→ TRY IT
The lines you return should be those containing the string "plaid", taken from the data below.

→ DATA SHOWN
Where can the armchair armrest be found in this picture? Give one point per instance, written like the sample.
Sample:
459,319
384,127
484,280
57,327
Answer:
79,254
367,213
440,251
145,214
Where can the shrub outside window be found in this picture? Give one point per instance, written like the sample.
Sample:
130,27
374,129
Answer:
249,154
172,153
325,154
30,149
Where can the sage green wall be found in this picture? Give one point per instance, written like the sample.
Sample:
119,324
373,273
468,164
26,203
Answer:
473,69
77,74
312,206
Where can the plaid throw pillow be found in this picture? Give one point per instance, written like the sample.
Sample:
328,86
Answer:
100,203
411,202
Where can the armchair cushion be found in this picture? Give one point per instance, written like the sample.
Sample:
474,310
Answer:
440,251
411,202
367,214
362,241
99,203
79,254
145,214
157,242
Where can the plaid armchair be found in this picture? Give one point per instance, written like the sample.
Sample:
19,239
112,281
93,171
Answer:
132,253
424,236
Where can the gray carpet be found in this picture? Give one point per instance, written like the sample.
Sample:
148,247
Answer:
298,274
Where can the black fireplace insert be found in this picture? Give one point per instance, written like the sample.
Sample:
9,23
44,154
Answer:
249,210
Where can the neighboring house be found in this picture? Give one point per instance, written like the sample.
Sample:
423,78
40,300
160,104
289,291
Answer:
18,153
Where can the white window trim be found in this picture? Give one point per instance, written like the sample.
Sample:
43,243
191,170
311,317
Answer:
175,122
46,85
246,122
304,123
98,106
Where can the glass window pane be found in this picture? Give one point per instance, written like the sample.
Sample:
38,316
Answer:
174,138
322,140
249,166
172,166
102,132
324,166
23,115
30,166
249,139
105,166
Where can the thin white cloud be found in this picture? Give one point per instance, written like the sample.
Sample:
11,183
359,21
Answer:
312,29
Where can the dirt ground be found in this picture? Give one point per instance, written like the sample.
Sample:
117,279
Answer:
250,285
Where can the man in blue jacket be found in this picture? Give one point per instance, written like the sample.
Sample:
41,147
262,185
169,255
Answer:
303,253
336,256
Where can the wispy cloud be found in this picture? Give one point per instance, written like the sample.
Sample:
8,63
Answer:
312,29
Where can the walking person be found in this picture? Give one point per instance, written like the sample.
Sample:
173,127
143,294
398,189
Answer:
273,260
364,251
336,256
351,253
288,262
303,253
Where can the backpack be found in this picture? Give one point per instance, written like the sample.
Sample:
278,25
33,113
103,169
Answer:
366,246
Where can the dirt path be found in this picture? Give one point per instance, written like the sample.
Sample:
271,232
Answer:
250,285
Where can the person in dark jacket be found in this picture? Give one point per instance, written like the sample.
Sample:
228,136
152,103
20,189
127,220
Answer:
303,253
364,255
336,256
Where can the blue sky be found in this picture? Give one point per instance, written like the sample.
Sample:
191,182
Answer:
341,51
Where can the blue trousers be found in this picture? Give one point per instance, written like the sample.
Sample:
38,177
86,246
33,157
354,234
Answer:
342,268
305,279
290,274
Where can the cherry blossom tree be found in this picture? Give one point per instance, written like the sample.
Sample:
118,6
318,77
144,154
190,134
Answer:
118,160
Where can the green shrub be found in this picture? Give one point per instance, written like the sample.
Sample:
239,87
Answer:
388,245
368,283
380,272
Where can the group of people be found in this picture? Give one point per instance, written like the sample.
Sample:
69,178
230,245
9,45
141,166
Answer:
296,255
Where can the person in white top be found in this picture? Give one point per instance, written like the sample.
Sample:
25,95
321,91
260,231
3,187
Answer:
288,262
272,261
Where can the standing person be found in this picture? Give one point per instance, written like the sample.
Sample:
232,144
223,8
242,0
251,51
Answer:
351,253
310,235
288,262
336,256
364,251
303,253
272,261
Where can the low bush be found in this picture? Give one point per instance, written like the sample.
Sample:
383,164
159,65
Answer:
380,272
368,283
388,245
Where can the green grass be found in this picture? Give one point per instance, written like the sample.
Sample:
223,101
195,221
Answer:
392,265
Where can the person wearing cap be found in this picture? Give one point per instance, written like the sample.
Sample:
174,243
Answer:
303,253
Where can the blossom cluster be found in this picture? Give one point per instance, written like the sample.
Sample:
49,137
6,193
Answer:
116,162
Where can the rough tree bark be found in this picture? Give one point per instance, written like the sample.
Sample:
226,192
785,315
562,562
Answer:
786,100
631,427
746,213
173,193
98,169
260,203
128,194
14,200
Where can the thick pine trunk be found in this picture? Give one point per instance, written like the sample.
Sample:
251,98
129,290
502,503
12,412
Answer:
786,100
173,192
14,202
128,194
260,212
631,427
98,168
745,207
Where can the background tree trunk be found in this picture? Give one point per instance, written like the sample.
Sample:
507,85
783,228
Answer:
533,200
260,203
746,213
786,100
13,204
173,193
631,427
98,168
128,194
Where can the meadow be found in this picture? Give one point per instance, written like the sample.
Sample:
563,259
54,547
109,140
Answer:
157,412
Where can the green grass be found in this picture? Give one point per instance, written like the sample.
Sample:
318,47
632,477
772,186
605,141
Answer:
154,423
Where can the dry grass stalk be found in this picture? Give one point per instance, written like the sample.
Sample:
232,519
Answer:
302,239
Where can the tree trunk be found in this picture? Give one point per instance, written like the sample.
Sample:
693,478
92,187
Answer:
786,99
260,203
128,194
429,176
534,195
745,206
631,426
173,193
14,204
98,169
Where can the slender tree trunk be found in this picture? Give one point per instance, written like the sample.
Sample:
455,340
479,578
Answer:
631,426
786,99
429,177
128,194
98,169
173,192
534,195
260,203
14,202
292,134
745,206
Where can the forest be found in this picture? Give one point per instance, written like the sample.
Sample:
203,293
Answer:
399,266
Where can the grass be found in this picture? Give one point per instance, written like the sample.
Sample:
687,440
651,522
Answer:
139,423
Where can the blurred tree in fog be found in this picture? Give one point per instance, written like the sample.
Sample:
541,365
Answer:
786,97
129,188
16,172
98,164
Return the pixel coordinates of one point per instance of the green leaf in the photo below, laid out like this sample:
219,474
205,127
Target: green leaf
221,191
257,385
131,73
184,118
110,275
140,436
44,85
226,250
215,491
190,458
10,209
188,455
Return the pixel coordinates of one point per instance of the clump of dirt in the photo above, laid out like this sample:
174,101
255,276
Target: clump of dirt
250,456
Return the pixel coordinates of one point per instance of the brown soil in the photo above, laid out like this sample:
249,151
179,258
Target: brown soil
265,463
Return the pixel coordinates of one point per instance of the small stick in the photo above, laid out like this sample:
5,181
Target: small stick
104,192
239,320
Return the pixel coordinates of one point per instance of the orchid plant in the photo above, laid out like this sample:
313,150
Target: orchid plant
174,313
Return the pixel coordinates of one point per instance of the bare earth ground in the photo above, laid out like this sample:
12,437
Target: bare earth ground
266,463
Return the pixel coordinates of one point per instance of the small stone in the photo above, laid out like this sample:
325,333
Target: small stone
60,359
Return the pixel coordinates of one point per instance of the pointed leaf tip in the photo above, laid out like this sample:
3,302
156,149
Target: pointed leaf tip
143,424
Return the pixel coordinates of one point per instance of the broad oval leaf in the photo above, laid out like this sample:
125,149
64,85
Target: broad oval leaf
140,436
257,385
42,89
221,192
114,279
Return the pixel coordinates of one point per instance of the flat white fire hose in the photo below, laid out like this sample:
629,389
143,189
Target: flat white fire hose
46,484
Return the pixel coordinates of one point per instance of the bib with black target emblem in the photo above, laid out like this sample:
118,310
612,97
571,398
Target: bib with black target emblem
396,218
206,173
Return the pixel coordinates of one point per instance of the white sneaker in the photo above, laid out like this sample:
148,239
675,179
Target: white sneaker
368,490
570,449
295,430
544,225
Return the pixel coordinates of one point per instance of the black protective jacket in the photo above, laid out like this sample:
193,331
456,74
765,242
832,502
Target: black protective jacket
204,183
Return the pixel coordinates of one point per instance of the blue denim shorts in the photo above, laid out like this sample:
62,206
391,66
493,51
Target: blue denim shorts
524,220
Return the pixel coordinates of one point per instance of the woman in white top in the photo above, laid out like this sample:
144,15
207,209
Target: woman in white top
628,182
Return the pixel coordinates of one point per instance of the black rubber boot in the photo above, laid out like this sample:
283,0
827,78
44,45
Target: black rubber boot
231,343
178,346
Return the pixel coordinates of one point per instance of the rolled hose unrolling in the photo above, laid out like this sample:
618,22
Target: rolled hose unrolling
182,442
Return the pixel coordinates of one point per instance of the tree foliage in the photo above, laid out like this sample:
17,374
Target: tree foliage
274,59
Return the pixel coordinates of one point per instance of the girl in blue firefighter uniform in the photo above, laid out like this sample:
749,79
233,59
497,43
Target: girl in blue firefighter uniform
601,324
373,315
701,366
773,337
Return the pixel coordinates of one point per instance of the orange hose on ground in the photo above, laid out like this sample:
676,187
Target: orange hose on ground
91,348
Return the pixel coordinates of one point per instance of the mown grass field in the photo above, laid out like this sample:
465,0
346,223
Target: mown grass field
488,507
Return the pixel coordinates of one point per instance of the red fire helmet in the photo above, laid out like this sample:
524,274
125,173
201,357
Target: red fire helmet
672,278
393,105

→ YOUR RESPONSE
Where can the plaid throw pillow be found in this picture? Give one point per instance, written like the sample.
Where can the plaid armchair be found in this picture? Give one point per instance, written like the sample.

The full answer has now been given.